- **BRANO SELEZIONATO**:
-----

- Negli ultimi decenni abbiamo assistito a un aumento generalizzato delle porzioni di cibo: non promosso dalla nostra domanda, ma dall’offerta, perché per le aziende conviene offrire quantità più grandi di cibo
- Ora però le aziende, per evitare i rincari innescati dalla guerra in Ucraina, a parità di prezzo devono rimpicciolire le quantità
- Un professore francese propone una via per aiutarle a ridurre le porzioni senza ridurre la clientela: puntare sull’appagamento anziché sul rendimento (della spesa)
Anche se il problema è sotto gli occhi di tutti, è difficile comprenderne le proporzioni.
Negli ultimi due decenni la pizza surgelata standard è passata da 200 grammi a più di 350, mentre il pacchetto medio di patatine è cresciuto da 100 a 150 gr. Se nel 2023 mangiassimo ogni giorno un sandwich assumeremmo in un anno 7500 calorie in più rispetto al 2014, quando le due fette di pane pesavano 35 grammi invece che 40 come oggi.
E se andiamo ancora più indietro la differenza aumenta: negli anni Cinquanta in Usa un hamburger medio pesava 110 grammi; ora è circa il triplo, 340 gr. Allora una bottiglietta “normale” di Coca Cola equivaleva a 19 cl, contro i 33 della dose per bambini di molti fast food di oggi.
Domanda e offerta
A promuovere questo aumento generalizzato nel consumo di cibo è stata l’offerta, non la nostra domanda. Perché, quando si tratta del nostro appetito, sono gli occhi e non lo stomaco a segnare il limite: più grandi sono le quantità che troviamo nel piatto, più ne mangiamo, a prescindere dalla sazietà. Questo effetto vale anche per gli infanti: si pensava che i bambini molto piccoli fossero guidati più da stimoli interni che esterni, ossia dalla fame, finché uno studio del 2015 ha dimostrato che anche loro rispondono a porzioni abbondanti mangiando di più.

-----

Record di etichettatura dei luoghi

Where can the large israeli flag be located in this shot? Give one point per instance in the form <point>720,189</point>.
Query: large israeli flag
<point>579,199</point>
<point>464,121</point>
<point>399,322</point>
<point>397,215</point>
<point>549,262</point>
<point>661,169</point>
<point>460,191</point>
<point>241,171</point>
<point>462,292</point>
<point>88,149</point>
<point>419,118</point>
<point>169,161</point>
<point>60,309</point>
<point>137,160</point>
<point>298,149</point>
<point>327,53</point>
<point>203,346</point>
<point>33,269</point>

-----

- **OBIETTIVO DEL COMPITO**:
Riassumi in due frasi il brano sulle porzioni di cibo, basandoti soltanto su quanto vi è affermato.

- **SOLUZIONE DEL COMPITO**:
Negli ultimi decenni le porzioni di cibo sono aumentate in modo generalizzato, come mostrano la pizza surgelata standard passata da 200 a più di 350 grammi e l'hamburger medio statunitense, circa triplicato dagli anni Cinquanta. A spingere questa crescita è stata l'offerta, perché alle aziende conviene proporre quantità maggiori, ma ora, per evitare i rincari innescati dalla guerra in Ucraina, devono ridurle a parità di prezzo, e un professore francese suggerisce di farlo puntando sull'appagamento anziché sul rendimento della spesa.